Архипелаге "от очевидцев" -- рассказывать о коммунистах в лагере, которые,
правда,
"...не собирали партийных взносов, но проводили ночами тайные партийные
собрания (?), обсуждали политические новости... За пение шёпотом
"Интернационала" по доносам стукачей гноились в карцерах... Бендеровцы,
власовцы, издевались над настоящими коммунистами и калечили их заодно (!) с
лагерным начальством... Но всего этого Солженицын нам не показал. Что-то в
этой страшной жизни он не сумел рассмотреть".
А Чичеров и в лагере не был, но -- рассмотрел! Ну, не ловко? Лагеря-то
оказывается были -- не от Советской власти, не от Партии! (Наверно, и суды
были -- не советские.) В лагерях верховодили-то власовцы и бендеровцы
[заодно] с начальством. (Вот тебе раз! А мы Захаровой поверили, что у
начальников лагерных -- партийные книжки, и были всегда!)
Да еще не всех в московской газете печатают! Вот наш рязанский вожак
писатель Н. Шундик предложил в интервью для АПН, для Запада, да не
напечатали (может, и АПН -- [[заодно]]?..) еще такой вариант оценки
Архипелага:
"проклятье международному империализму, который спровоцировал все эти
лагеря!"
А ведь умно! А ведь здорово! Но не пошло'...
То есть в общем лагеря были какие-то иностранные, чужеродные, не наши, то
ли берианские, то ли власовские, то ли немецкие, чёрт их знает, а [наши]
люди там только сидели и мучились. Да и "наши"-то люди -- это не все наши
люди, обо всех "наших" газетных столбцов не хватит, [наши] -- это только
коммунисты!
Вместе с нами протащившись по всему быту Архипелага, читатель может ли
теперь увидеть такое место и такое время, когда подходила пора петь
"Интернационал" шёпотом? Спотыкаясь после лесоповала -- небось не попоёшь?
Разве только если целый день ты просидел в каптёрке...
А -- [о чём] ночные партийные собрания (опять же -- в каптёрке или в
санчасти и уж тогда дневные, конечно, зачем же ночью?..)? Выразить недоверие
ЦК? Да вы с ума сошли! Недоверие Берии? Да ни в коем случае, он член
Политбюро! Недоверие ГБ? Нельзя, её создал сам Дзержинский! Недоверие нашим
советским судам? Это всё равно, что недоверие Партии, страшно и сказать.
(Ведь ошибка произошла [только с тобой одним] -- так что и товарищей надо
выбирать поосторожней, они-то осуждены -- правильно!)
Простой шофёр А. Г. З-йко, не убеждённый порханьем этих крыльев, пишет
мне:
"Не все были, как Иван Денисович? А какими же были? Непокорными, что ли?
Может быть, в лагерях действовали "отряды сопротивления", возглавляемые
коммунистами? А [против кого] они боролись? Против партии и правительства?"

ПРИЛОЖЕННЫЙ СПИСОК —
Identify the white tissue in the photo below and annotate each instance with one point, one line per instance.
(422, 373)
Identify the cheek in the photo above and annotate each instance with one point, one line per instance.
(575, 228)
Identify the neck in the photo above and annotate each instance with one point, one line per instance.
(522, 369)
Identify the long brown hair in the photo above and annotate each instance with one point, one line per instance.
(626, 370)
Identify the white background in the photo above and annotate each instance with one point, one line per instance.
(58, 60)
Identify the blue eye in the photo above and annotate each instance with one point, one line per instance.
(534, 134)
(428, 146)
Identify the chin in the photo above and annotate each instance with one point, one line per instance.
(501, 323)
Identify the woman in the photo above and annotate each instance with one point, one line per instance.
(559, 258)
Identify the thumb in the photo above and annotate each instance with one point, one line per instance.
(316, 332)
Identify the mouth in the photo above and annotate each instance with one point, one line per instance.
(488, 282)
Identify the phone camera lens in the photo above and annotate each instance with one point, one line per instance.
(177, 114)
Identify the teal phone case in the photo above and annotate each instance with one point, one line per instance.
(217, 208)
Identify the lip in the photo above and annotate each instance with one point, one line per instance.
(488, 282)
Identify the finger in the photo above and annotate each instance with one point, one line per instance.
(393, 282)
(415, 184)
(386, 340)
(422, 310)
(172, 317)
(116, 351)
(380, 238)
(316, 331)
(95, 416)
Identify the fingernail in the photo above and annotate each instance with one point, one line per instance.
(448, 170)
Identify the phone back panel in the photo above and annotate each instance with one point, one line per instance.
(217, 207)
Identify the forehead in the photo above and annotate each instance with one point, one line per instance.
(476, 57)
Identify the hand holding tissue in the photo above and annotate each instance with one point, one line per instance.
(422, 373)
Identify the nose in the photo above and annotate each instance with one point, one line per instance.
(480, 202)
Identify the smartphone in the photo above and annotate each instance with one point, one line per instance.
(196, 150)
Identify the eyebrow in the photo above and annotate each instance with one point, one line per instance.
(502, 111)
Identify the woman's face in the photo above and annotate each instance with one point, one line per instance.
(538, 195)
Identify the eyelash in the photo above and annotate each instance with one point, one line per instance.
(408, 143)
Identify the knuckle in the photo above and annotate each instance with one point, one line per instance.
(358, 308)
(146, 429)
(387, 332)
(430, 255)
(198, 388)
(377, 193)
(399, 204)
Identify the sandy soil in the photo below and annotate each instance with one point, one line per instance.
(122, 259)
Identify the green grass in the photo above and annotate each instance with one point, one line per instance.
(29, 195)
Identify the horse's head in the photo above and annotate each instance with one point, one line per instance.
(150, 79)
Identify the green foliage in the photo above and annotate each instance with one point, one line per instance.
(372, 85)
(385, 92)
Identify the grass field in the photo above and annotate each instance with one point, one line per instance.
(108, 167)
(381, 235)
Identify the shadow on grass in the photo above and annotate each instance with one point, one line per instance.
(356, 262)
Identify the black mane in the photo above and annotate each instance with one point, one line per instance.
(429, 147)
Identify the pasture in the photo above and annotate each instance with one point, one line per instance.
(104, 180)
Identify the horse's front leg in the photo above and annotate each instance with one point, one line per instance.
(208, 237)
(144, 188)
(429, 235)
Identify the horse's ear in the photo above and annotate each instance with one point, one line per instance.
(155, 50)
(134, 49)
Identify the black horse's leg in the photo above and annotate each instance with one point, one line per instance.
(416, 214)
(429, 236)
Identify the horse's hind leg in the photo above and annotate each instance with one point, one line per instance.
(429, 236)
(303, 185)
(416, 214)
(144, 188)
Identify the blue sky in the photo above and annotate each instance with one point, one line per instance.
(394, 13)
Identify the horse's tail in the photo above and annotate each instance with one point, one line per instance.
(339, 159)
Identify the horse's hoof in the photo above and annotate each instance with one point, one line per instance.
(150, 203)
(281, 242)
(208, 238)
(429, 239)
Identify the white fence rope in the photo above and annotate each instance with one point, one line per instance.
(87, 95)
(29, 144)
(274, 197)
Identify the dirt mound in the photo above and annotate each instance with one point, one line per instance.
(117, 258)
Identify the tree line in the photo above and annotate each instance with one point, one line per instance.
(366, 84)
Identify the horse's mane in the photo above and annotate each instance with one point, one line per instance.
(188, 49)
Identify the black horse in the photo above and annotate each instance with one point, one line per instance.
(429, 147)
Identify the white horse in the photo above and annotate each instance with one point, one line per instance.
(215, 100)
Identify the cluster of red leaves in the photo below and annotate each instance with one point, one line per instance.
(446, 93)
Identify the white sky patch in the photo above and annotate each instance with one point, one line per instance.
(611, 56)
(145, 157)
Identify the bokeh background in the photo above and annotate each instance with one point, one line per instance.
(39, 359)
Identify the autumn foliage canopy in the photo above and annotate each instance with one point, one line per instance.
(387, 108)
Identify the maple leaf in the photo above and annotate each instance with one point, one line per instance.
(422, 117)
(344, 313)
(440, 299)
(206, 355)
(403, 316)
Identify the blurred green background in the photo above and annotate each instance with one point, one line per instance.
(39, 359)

ЧТО СДЕЛАТЬ —
A - Перепишите слово в слово кусок текста о коммунистах в лагерях от «А ведь умно!» до «просидел в каптёрке...» включительно.
B - Допишите следующую часть текста о коммунистах в лагерях, начиная сразу после его последней фразы.
Список здесь не понадобится.

ОТВЕТЫ К ЗАДАНИЯМ —
A -
А ведь умно! А ведь здорово! Но не пошло'...
То есть в общем лагеря были какие-то иностранные, чужеродные, не наши, то
ли берианские, то ли власовские, то ли немецкие, чёрт их знает, а [наши]
люди там только сидели и мучились. Да и "наши"-то люди -- это не все наши
люди, обо всех "наших" газетных столбцов не хватит, [наши] -- это только
коммунисты!
Вместе с нами протащившись по всему быту Архипелага, читатель может ли
теперь увидеть такое место и такое время, когда подходила пора петь
"Интернационал" шёпотом? Спотыкаясь после лесоповала -- небось не попоёшь?
Разве только если целый день ты просидел в каптёрке...

B -
Да что за крамола! Какие могут быть "отряды сопротивления"?.. А тогда --
о чём собрания? О неуплате членских взносов? -- так не собирали... Обсуждать
политические новости? -- зачем же для этого непременно собрания? Сойдись два
носа верных (да еще подумай, кто верен!) и -- шепотком... Вот только о чём
единственном могли быть партийные собрания в лагерях: как [нашим] людям
захватить все придурочьи места и уцелеть, а не-наших, не-коммунистов --
спихнуть, и пусть сгорают в ледяной топке лесоповала, задыхаются в газовой
камере медного рудника!
И больше не придумать ничего делового -- о чём бы им толковать.
Так еще в 1962-м году, еще повесть не дошла до читателя, -- наметили
линию, как будут дальше подменять Архипелаг. А постепенно, узнавая, что
автор совсем не близок к трону, совсем не имеет защиты, что автор -- и сам
мираж, мастера выворачивания смелели.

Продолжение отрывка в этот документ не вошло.